- _Aim of the task_
Below are some records; repeat them all exactly, minus the pictures.

□ □ □ □ □

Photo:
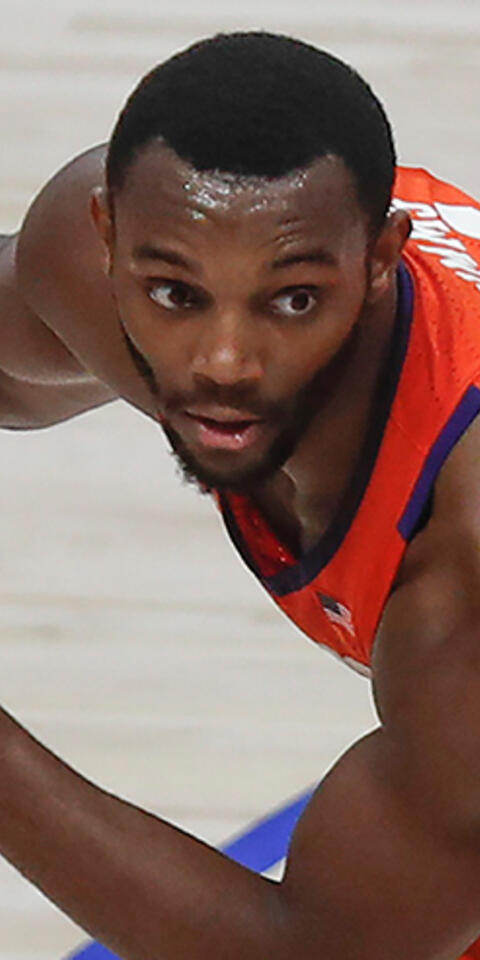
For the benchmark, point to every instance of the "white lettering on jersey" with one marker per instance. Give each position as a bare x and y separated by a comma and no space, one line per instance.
432,225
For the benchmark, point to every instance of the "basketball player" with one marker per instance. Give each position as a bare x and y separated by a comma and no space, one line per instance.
311,350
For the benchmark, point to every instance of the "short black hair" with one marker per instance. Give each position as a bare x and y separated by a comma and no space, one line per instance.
259,104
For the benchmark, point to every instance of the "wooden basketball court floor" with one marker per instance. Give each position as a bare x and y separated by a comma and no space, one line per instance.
133,642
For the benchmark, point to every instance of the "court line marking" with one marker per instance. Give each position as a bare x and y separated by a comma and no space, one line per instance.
260,847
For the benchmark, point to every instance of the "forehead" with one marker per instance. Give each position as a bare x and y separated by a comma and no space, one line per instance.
164,193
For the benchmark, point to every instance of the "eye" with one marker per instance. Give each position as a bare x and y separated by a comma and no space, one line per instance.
173,295
295,302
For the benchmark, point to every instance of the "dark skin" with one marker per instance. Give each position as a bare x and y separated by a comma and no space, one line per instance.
386,861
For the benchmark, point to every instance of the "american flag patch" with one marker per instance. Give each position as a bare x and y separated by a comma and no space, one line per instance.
337,612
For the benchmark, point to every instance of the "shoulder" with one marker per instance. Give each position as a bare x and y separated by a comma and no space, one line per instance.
60,276
57,246
434,609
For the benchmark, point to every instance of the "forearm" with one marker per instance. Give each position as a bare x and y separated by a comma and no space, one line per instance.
144,888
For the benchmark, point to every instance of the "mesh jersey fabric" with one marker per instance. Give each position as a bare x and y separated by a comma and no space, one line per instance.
428,393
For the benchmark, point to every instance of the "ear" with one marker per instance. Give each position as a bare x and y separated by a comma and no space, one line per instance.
386,253
102,221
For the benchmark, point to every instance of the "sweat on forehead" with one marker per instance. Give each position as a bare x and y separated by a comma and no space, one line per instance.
160,180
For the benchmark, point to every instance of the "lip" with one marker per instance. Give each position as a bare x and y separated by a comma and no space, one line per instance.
226,432
223,415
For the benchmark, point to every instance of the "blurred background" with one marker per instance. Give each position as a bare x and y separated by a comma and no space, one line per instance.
133,642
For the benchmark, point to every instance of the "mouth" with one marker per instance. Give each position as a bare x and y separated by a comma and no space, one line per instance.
226,431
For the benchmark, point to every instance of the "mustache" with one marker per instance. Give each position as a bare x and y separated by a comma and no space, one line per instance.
236,396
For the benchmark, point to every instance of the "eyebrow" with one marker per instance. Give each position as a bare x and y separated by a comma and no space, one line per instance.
147,251
319,256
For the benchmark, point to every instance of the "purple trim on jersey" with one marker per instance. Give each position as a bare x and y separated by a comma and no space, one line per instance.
299,574
461,418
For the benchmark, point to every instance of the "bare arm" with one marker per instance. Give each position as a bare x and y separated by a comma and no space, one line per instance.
385,862
42,381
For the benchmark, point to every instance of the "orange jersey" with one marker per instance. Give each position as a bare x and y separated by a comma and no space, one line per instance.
428,393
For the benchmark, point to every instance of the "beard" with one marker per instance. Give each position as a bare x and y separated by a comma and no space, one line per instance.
292,419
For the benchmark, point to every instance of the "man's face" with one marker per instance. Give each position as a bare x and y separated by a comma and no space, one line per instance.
239,298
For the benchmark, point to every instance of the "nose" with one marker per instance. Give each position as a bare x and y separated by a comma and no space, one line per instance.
227,353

□ □ □ □ □

- _Exercise output_
Photo:
For the benchmark, point to every instance of the "white lettering on jersey" with one marker per instance. Give each position as a bare x and y separated by a comma and no space, one line per instance.
432,225
For the benchmark, point to every instance of the "basketball player" with one marker per instance. Give each position as a bare x and y separated by a comma and no space, one line per instance.
311,350
For the benchmark, point to every instance of the "short black hair" with one marker per instance. Give each position as a bare x and y separated by a comma and no space, one line per instance.
259,104
For the benchmark, point to every instance of the "wooden basketball court floor" with one marker per instance. Give each position as a bare x and y separated by a comma and no space, one line per instance.
133,642
For the benchmark, point to every instance of the "court line marking" with one marker per instance. Give each position as a bare x and y separated by a comma and no space, one line per instance.
260,847
For the benchmark, point to every instance of the "forehead" with one marker per instance. Give each position as a bare x and y separated by a comma and no space, one line per instance.
164,193
For the benchmark, point to every instance of the "eye" with one marker per instance. Give each position as a bare x and y separated by a comma and no space, one line per instance.
173,295
295,302
For the benchmark, point to every instance of the "dark skin" with one marker per instance. Give each position as a bare x and y separated by a comma and no space, one line per instance.
386,861
For the benchmark, point to every instance of the "american flag patch" with one marker per instance. Give each position as a bare x and y separated by a comma and no space, one line per instance.
337,612
For the benchmark, point to every instance of the "shoulder" with one marker per instance. Give each position as a bare x and y separated by a comma and no space, one line per instance.
60,276
57,246
434,609
For the benchmark, point to every instance of the "forearm" with one marker per instance. Give each position as a bare x and y separated by a comma and no space, one line per instance.
144,888
For the benchmark, point to every instance of the "mesh jersey fabric" with one marker per instance. Give each position as a bare x and y separated by a comma and no space, one line per instance.
428,393
For the benchmark, point to every instance of the "ear" with one marker per instance. Give each position as a bare x and y separated by a comma and no space, one line per instance.
386,253
102,221
For the benchmark, point to every instance of the "sweat on forehead" with one marker per instance. Give each position as a bare x and y separated by a comma and no space, one line per instance.
160,180
For the benchmark, point to every instance of the "lip" with one marker per instance. Give each position as a bare x and y separated by a comma and no space, one line per instance.
226,432
223,415
For the benchmark, point to every instance of the "blurred background" with one marker per instance. Give each position as a bare x and y separated by a comma and no space, one line per instance.
133,642
For the benchmark, point to every instance of the "mouth" with one marker per instance. Give each position as a bare x and y separated by a comma and no space, one line per instance.
226,431
For the benchmark, point to every instance of the "mustache" with one marker per instance. Give each position as a bare x and y separated by a comma and no space, one line per instance.
236,396
For the benchmark, point to every instance of the "eyebrow" with one marker per instance. Give each position as a bare x and y separated by a comma and no space, one line per instance.
147,251
319,256
For the benchmark, point to every instance of the "purple trim on jersey" with one marker per instance. Give each position as a bare x and y separated by a comma and no space, one line per instance.
299,574
461,418
For the benchmark, point to every instance of the "bare arm" with one marker per instance. Give each position as a bare x and y separated by a comma and no space, one line per instance.
385,862
42,381
For the benchmark, point to every instance of the "orange jersey" with one marker per instance. Give each position as a bare x and y separated by a comma and no space, one line per instance.
428,393
For the benchmark, point to every instance of the "beard" with one marker per instance. Give each position as a bare x and y separated by a comma and no space, one line per instance.
292,419
For the benchmark, point to every instance of the "man's face" with one marker per instance. Give each position as a bare x and y separated by a comma and no space, one line per instance.
239,298
For the benchmark, point to every instance of the "nose" with one marker per instance. Give each position as a bare x and y separated by a comma and no space, one line per instance.
227,353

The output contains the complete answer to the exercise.